> _Stated problem_
Render the lines below as a numbered list, omitting any blank lines. Leave the pictures out of your answer.

Image point annotation entries:
'''

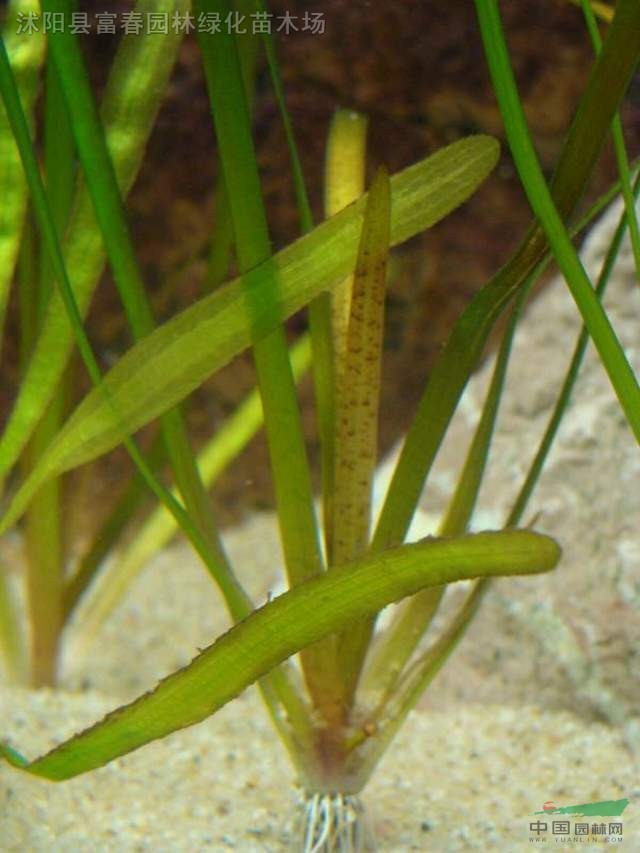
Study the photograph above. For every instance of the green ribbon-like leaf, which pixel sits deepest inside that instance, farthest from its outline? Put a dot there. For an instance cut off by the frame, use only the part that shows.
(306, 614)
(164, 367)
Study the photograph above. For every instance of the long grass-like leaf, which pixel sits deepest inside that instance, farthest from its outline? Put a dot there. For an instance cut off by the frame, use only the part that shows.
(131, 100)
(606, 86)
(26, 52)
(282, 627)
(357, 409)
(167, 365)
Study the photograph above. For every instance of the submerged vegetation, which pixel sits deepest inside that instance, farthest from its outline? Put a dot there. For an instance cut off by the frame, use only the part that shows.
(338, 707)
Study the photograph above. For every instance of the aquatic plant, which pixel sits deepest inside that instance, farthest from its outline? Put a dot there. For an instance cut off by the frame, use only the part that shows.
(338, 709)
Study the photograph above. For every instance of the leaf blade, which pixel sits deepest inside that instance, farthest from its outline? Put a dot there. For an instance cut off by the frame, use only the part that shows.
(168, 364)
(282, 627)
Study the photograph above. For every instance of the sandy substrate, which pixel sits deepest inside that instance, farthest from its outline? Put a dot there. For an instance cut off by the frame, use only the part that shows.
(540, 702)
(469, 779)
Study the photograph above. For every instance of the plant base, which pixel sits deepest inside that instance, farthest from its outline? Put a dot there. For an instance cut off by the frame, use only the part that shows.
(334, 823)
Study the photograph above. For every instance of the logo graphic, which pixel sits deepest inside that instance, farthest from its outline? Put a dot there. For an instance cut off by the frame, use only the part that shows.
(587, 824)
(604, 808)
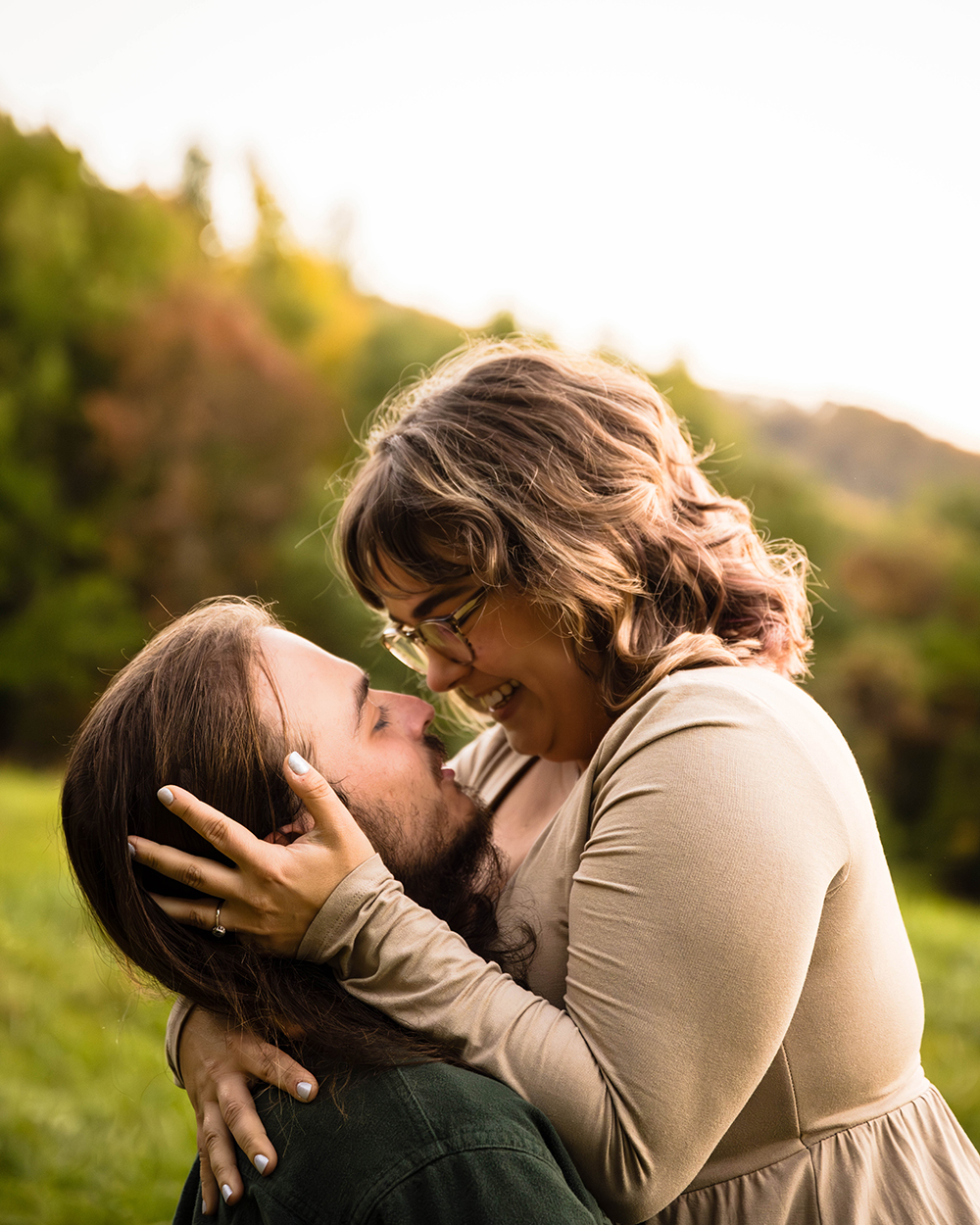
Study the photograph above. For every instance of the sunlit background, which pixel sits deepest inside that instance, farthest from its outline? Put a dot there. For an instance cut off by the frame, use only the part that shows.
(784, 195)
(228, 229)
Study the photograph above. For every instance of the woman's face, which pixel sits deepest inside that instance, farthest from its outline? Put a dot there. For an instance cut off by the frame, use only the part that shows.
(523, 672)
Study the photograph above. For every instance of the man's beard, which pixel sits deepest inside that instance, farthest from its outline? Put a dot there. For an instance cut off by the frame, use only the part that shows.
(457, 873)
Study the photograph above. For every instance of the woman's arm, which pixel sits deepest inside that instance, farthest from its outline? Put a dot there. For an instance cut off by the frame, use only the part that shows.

'''

> _Task answer_
1. Study the photograph above. For every instance of the green ribbon-like leaf, which pixel sits deepest inside that instance, farthest from its outline? Put a dot there. For an instance cut off by the frame, use only the part that shows.
2. (306, 614)
3. (164, 367)
4. Study the photograph above. For every instance of the long grass-like leaf, which pixel sits deepest inside that instance, farthest from its outline? Put a dot there. For an instance cut off by the frame, use only the part that shows.
5. (131, 100)
6. (606, 86)
7. (26, 52)
8. (282, 627)
9. (357, 409)
10. (167, 365)
11. Study the photograph above. For every instance of the submerged vegetation, which pixel sits deepest inside that instance, farthest from its outline? Put a dot there. For an instance cut off by the frame, use only the part that shows.
12. (338, 707)
13. Study the photograph above. For every instance of the aquatic plant, which pixel sits deepest inside that instance, farthest from its outline? Put a dot there. For an instance cut off by the frame, use only the part that shows.
14. (338, 709)
15. Study the photograph above. For every instance of the leaf blade, which pixel sits deepest inside that instance, farthest from its outline? Put a dot there. For an instance cut off by the frame, use only the part that shows.
16. (168, 364)
17. (282, 627)
18. Study the photograph above. For every instance of the sandy substrate, which pixel sits deepest inside that instance, farthest from its outline? Put a dot there. For an instance cut off by the frame, use only the part that shows.
19. (540, 702)
20. (469, 779)
21. Study the photograph above. For every instance of the plant base, which pixel sits deepest inside that instance, farthest from its outline? Put a dot there. For an instance cut off by the frame, use only the part that shows.
22. (334, 823)
23. Study the photograph above. For every instance of the logo graphic, which pixel sits deepest inside that instance, farthest from its outline? Put a dot there. For an instance cut off by the frame, use only the part that shows.
24. (587, 824)
25. (604, 808)
26. Study the photograph above. For every instance of the sunlit background, which pixel sits deepest inside that instance, farthest from its outline? Put a dot there. For an instance cut off by the frame, use only the part that shows.
27. (784, 195)
28. (228, 229)
29. Study the photograph above. For every instance of the woman's face, which pixel sits deepest inside that instance, farthest from its outline? Put a dot there. For an instance cut off by the frame, use only the part that shows.
30. (523, 672)
31. Study the photograph above. For every instance of the man's beard, which pixel sits deepest inside that instance, farthest from its outline? Put a dot there. For an instance cut off by the frame, use only the part that shows.
32. (457, 873)
33. Study the photograph above. For every instance of the woman's arm, which pixel sits deepest inside that instance, farthest from its outline? Put a dot there. For an instance cut off by the frame, use only the part that shows.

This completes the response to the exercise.